-- START OF Exercise data --
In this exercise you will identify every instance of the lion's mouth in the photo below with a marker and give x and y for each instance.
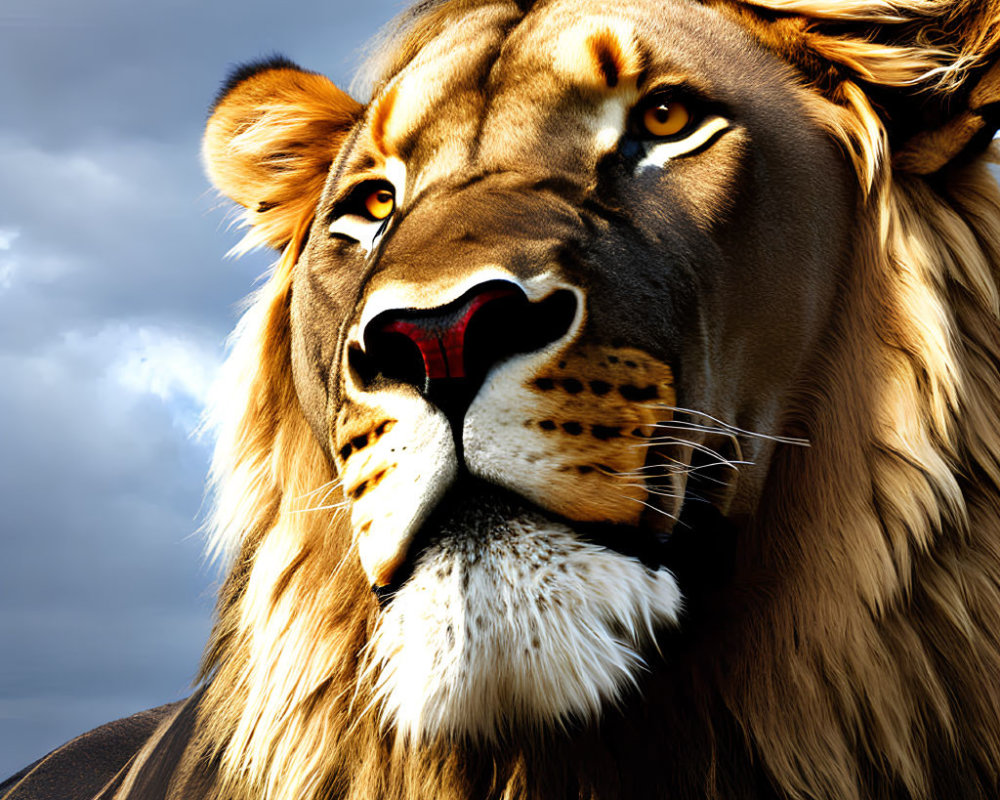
(698, 549)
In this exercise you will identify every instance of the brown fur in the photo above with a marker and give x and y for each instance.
(856, 652)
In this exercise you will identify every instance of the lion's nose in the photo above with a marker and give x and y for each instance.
(446, 352)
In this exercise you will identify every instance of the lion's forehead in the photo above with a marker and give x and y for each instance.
(493, 89)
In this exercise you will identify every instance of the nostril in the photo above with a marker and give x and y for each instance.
(446, 352)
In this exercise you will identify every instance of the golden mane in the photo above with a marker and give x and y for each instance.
(863, 661)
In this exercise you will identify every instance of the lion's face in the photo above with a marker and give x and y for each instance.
(554, 277)
(546, 275)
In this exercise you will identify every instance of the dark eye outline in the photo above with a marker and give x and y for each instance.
(355, 202)
(696, 107)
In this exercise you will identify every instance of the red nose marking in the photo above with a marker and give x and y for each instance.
(441, 339)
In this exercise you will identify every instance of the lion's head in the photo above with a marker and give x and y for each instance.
(622, 416)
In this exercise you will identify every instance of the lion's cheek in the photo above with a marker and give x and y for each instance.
(393, 485)
(574, 452)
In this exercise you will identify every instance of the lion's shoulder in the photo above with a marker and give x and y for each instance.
(95, 764)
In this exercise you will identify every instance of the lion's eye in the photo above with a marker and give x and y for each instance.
(380, 203)
(363, 215)
(665, 118)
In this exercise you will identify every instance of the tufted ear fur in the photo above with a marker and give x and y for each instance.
(922, 74)
(275, 130)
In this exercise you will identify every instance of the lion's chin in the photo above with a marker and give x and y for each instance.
(511, 620)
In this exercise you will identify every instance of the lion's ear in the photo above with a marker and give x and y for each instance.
(926, 69)
(273, 134)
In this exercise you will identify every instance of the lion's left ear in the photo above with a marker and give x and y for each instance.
(273, 134)
(929, 70)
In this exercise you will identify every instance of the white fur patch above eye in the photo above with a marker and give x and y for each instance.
(657, 155)
(525, 628)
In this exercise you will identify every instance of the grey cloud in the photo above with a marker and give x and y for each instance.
(114, 302)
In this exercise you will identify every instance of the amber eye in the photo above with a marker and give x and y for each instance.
(666, 118)
(380, 203)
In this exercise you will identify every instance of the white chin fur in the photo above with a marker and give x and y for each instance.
(525, 628)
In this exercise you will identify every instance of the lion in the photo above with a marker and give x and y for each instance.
(620, 420)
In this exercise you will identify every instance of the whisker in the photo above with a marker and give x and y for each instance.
(792, 440)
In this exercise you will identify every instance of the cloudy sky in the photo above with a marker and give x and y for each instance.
(115, 301)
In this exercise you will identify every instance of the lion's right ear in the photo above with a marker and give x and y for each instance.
(275, 130)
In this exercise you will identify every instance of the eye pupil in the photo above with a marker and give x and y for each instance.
(666, 118)
(380, 203)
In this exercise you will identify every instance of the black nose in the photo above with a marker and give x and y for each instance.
(447, 352)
-- END OF Exercise data --
Pull every line of the listing above into your answer verbatim, omitting any pictures.

Expected answer:
In this exercise you will identify every instance of the lion's mouth in the photo below with a marker and give x and y for each instance.
(698, 549)
In this exercise you will identify every instance of the brown fur in the photo above with a marker and give x and y for each instance.
(856, 652)
In this exercise you will identify every instance of the lion's nose in the photo above with a marker and give x and y for each instance.
(446, 352)
In this exercise you will identify every instance of the lion's forehead in the photo above with a marker and give x and y for each instance.
(493, 89)
In this exercise you will identify every instance of the nostril in the photo above with a marker and give x and y for each instance.
(446, 352)
In this exercise you will identify every instance of the golden mane in the photo above with a marker and give x and y for each instance.
(863, 661)
In this exercise you will identify every instance of the lion's face in the photo above with a marker and give x and y for each instance.
(554, 277)
(546, 275)
In this exercise you will identify every instance of the dark eye outline in the photo above with a marker and give x and y for each instance.
(355, 202)
(696, 107)
In this exercise you will identify every instance of the red nose marking in the photo above with a marker and give x and y for each instance.
(441, 339)
In this exercise you will identify every instance of the lion's head in the photo above with a marker and give x and y for each instance.
(622, 416)
In this exercise you will identify every instance of the lion's cheek in the photo above with a marker and give x and y for each instance.
(393, 485)
(574, 452)
In this exercise you will identify every instance of the lion's shoulder in the photo above with a marker and give x and y for each instance.
(95, 764)
In this exercise you will identify every instance of the lion's eye in the photo above with a marker and give x and y for each instance.
(380, 203)
(363, 215)
(665, 118)
In this exercise you will identify every instance of the tufted ear fur in the photo above with a marker and give x and y for each instance.
(922, 74)
(275, 130)
In this exercise you will identify every instance of the lion's chin in the photo above with a marker and give x and y for each instance.
(511, 620)
In this exercise you will identify every instance of the lion's ear in the photo above with a marker and give x and y for each instance.
(926, 69)
(273, 134)
In this exercise you will identify every instance of the lion's left ear in the photo above with a marker and give x and y for each instance.
(273, 134)
(929, 70)
In this exercise you will identify every instance of the white fur patch above eye in the photo above with a marker and give x and y for each instance.
(657, 155)
(525, 628)
In this exercise you will identify every instance of the grey cloud in the photo above with a marker and give x and y for each instance.
(114, 302)
In this exercise you will identify every instance of the amber eye in the photo above with a marker and give x and y for each instance.
(666, 118)
(380, 203)
In this exercise you will identify every instance of the white chin fur in the photo above with a marker and give x and y for each instance.
(525, 628)
In this exercise you will identify every instance of the lion in the photo above with a marker and give x and y for each instance.
(620, 420)
In this exercise you will identify every instance of the whisker in the photo above with a marker and give x and y for each instance.
(792, 440)
In this exercise you will identify every instance of the cloudy sky in the photo above with a marker and give x and y for each instance.
(115, 301)
In this exercise you will identify every instance of the lion's right ear in the photo above with a marker and give x and y for each instance.
(275, 130)
In this exercise you will identify every instance of the eye pupil in the photo above with a marker and give x and y for each instance.
(666, 118)
(380, 203)
In this exercise you will identify every instance of the black nose in the photo above with a marker and give x and y for each instance.
(447, 352)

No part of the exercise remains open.